Document:
BEGIN
Wandering Ghosts: Victorian Supernatural Tales of Haunted Cabins, Ancestral Curses, Vampire Folklore, and Gothic Unease
Synopsis
Wandering Ghosts gathers Francis Marion Crawford's finest supernatural tales, including such enduring pieces as "The Upper Berth," "The Dead Smile," and "For the Blood Is the Life." These stories combine late-Victorian Gothic atmosphere with a cosmopolitan realism unusual in the genre: ships' cabins, Italian ruins, aristocratic houses, and remote landscapes become sites where rational confidence quietly collapses. Crawford's prose is measured, elegant, and deceptively plain, favoring cumulative dread over melodrama, and placing him beside M. R. James, Sheridan Le Fanu, and Henry James in the tradition of the cultivated literary ghost story. Crawford himself was exceptionally well equipped to write such fiction. Born in 1854 to an American artistic family and raised amid European culture, he lived in Italy, studied widely, traveled extensively, and spent time in India before becoming a prolific novelist. His transatlantic identity, knowledge of old families and old places, and fascination with folklore, religion, and inherited memory all inform the uncanny textures of this collection. This volume is highly recommended to readers who value ghost stories of intelligence, restraint, and lasting unease. Crawford offers not merely shocks, but carefully shaped encounters with fear, guilt, and the persistence of the past.
END
Brief 1: According to the synopsis, in what year was Crawford born?

Information given:
BEGIN
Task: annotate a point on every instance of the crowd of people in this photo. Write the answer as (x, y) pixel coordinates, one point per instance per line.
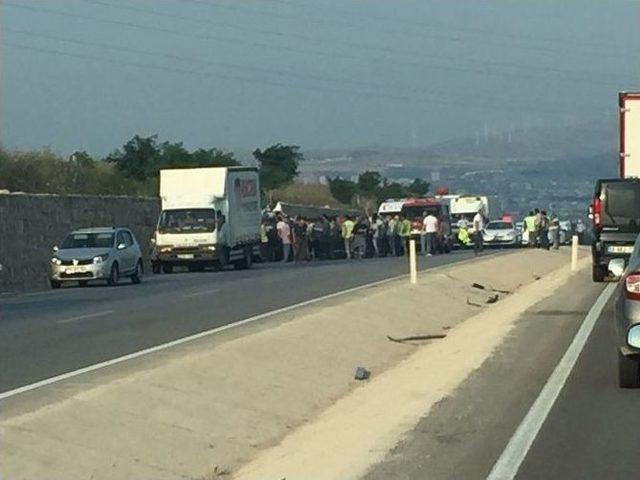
(543, 231)
(349, 236)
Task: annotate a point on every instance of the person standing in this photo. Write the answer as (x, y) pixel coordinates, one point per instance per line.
(347, 235)
(543, 228)
(554, 231)
(478, 226)
(431, 227)
(529, 226)
(360, 231)
(580, 229)
(392, 229)
(405, 233)
(284, 233)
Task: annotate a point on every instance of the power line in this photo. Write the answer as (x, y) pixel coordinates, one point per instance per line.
(358, 45)
(316, 89)
(421, 25)
(233, 41)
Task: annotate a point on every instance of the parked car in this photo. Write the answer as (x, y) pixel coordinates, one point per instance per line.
(616, 222)
(96, 254)
(627, 317)
(501, 233)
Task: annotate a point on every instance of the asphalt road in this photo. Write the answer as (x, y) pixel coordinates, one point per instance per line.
(590, 432)
(49, 333)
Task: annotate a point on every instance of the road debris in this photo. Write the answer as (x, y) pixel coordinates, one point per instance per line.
(418, 337)
(362, 374)
(473, 304)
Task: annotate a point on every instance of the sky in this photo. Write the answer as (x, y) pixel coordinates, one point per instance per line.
(239, 74)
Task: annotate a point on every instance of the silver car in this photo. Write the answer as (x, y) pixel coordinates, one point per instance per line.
(96, 254)
(627, 317)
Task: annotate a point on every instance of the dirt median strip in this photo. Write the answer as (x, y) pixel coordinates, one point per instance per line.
END
Brief 2: Reproduce the records from the line that contains "Task: annotate a point on every instance of the silver" through the end of the records, leaving every line unchanged.

Exercise answer 1: 1854

Exercise answer 2:
Task: annotate a point on every instance of the silver car in this photo. Write the answer as (x, y) pixel coordinates, one point per instance per line.
(96, 254)
(627, 317)
Task: annotate a point on every instance of the dirt median strip in this photo. Write the answer as (x, y) pixel coordinates, one point per instance per line.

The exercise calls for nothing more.